• **問題文**: 以下の夢と言葉についての文章から、「今日も晴天であり、平穏な一日」から「い。それは意味の宝庫である。」までを、両端の語句も含めて正確に書き写してください。

• **読む文章**:
══════
時刻は午前十時を迎えた。スクリャービンの優しいピアノ曲が書斎の中を流れている。
今日も晴天であり、平穏な一日がゆっくりと進行している。それは本当に緩やかに流れており、日常の事物全てが一つの川のように絶え間なく流れているのがわかる。
晴れ渡る空を眺めていると、心がますます穏やかなものになっていく。ふと窓の外を見ると、草花が春に向けて身支度をしているように思え、大変微笑ましかった。
起床直後に、今朝方の夢について覚えている範囲のことを書き留めていたが、それはあまり分量がなかった。その後、夢について幾分思い出すかと思ったが、それは期待外れに終わった。
だが、早朝にごくわずかであっても夢を書き留めておいたことに意味があるのだと思う。夢の中に現れていた一つ一つの感覚や情景を大切にしたい。それは意味の宝庫である。
そうした意味の宝庫に言葉を与えることは、即それらに居場所を与えることでもある。また、それらに言葉を与えることによって、それらは自分の内側に位置付けられていく。
自分の内側から生じた事柄に言葉を与え、それを自分の内側に再定義し直していくこと。おそらくそれは、発達の要諦の一つなのだろう。
内的感覚に言葉を与えていくという実践は、もはや呼吸を行うかのようなものになった。呼吸のように自発的にそれがなされていく。
呼吸というのはするものではなく、起こるものなのだ。内的感覚を形にしていくことは、私がそれをしようとしているというよりも、それが自発的に起こっていると述べることができる。
══════
コレクションからの記録:

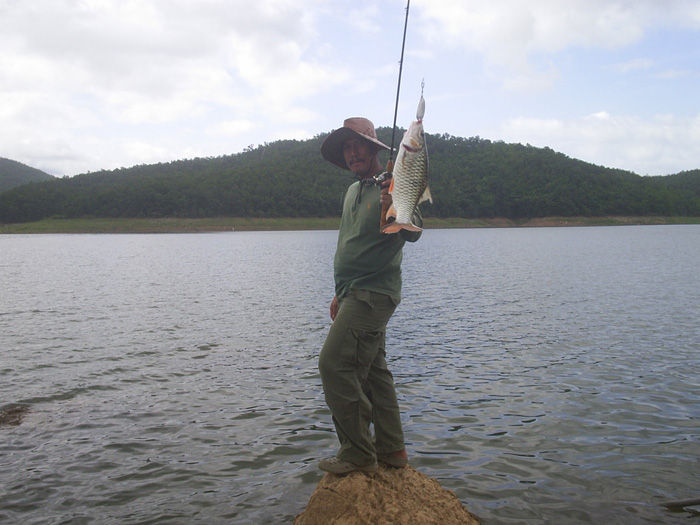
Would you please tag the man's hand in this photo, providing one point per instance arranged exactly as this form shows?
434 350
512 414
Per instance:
385 196
334 307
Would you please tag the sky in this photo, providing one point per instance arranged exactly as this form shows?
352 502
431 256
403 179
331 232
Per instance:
87 85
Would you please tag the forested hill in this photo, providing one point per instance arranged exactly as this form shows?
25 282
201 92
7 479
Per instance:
469 178
13 174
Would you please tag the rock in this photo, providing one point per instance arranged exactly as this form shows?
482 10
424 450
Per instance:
13 415
387 497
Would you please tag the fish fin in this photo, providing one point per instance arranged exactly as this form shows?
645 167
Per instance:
426 196
394 227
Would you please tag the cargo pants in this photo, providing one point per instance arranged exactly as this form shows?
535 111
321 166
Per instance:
358 386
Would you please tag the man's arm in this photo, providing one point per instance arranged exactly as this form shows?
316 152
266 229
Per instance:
334 307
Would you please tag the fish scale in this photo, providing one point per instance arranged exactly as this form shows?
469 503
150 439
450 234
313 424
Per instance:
409 183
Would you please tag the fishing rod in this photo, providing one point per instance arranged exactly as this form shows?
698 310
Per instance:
390 163
398 87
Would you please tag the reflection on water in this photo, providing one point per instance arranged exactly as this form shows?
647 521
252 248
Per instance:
544 374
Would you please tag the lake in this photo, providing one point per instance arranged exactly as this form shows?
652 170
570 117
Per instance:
545 375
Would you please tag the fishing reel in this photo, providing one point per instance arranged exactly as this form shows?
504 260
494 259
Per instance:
381 177
377 179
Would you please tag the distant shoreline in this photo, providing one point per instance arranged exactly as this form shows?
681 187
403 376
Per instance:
227 224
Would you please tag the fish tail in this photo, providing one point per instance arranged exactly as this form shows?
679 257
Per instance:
394 227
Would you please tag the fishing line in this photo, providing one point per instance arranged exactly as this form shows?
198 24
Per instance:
398 88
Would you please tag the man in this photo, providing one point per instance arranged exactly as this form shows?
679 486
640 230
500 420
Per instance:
358 387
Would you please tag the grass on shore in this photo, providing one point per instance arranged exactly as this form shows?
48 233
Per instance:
227 224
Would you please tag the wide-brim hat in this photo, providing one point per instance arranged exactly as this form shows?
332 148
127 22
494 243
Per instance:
332 147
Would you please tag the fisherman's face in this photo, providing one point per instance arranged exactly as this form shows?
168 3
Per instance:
360 156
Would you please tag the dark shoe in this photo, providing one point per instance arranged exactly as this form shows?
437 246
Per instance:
395 459
340 467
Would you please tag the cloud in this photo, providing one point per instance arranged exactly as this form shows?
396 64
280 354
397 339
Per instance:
644 146
510 34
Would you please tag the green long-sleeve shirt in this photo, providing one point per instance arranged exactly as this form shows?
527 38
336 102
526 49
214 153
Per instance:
365 258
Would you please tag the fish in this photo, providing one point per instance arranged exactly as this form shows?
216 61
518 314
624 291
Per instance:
409 182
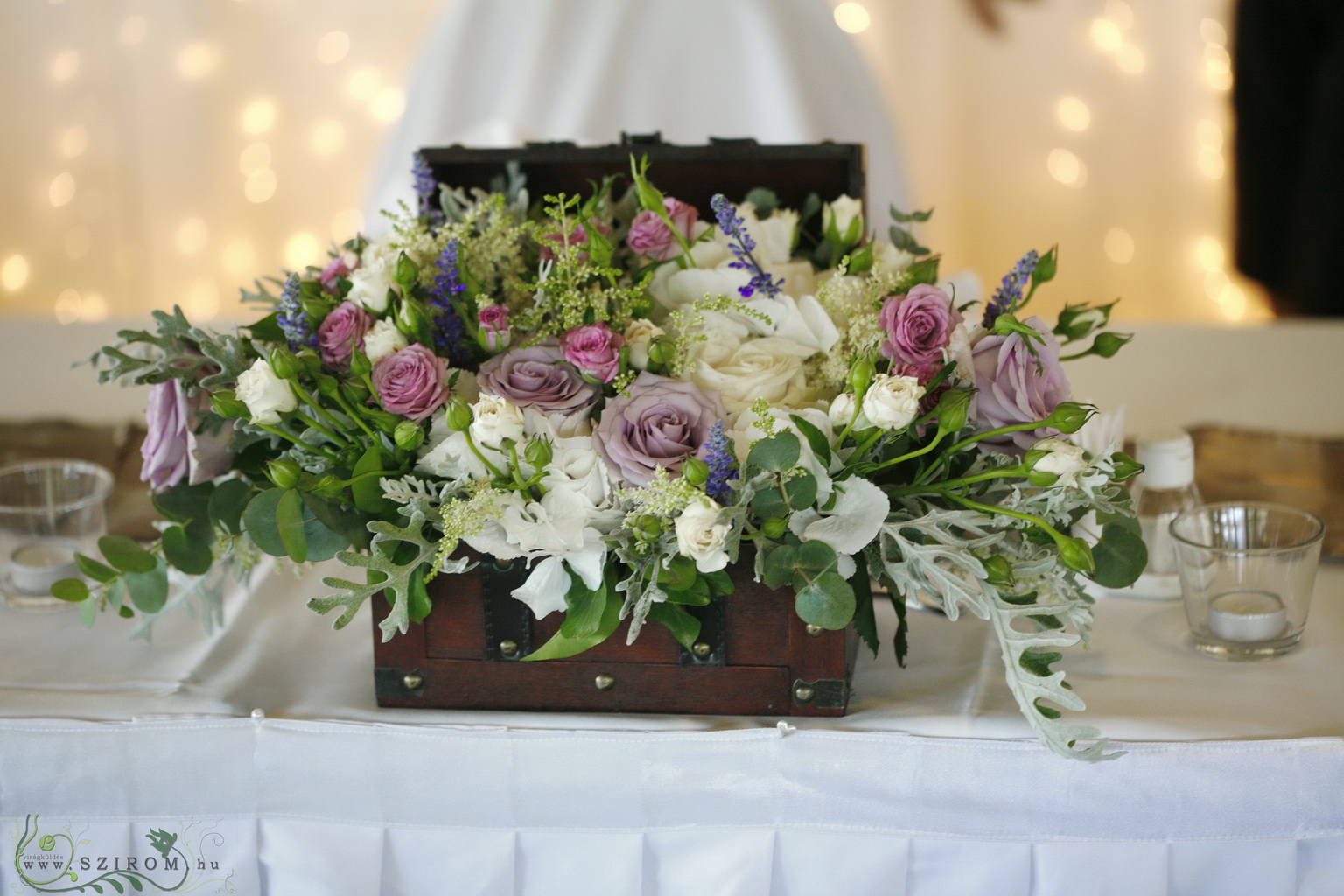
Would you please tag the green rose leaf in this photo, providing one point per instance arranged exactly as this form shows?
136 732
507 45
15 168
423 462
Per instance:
776 453
190 555
125 554
368 494
816 441
72 590
185 502
1120 556
828 602
584 609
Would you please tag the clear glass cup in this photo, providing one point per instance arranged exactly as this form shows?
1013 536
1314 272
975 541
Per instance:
1246 571
49 512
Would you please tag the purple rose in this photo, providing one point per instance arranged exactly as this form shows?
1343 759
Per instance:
659 424
538 376
341 332
411 382
918 326
649 234
172 448
494 332
594 349
1016 386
══════
• **解答**:
今日も晴天であり、平穏な一日がゆっくりと進行している。それは本当に緩やかに流れており、日常の事物全てが一つの川のように絶え間なく流れているのがわかる。
晴れ渡る空を眺めていると、心がますます穏やかなものになっていく。ふと窓の外を見ると、草花が春に向けて身支度をしているように思え、大変微笑ましかった。
起床直後に、今朝方の夢について覚えている範囲のことを書き留めていたが、それはあまり分量がなかった。その後、夢について幾分思い出すかと思ったが、それは期待外れに終わった。
だが、早朝にごくわずかであっても夢を書き留めておいたことに意味があるのだと思う。夢の中に現れていた一つ一つの感覚や情景を大切にしたい。それは意味の宝庫である。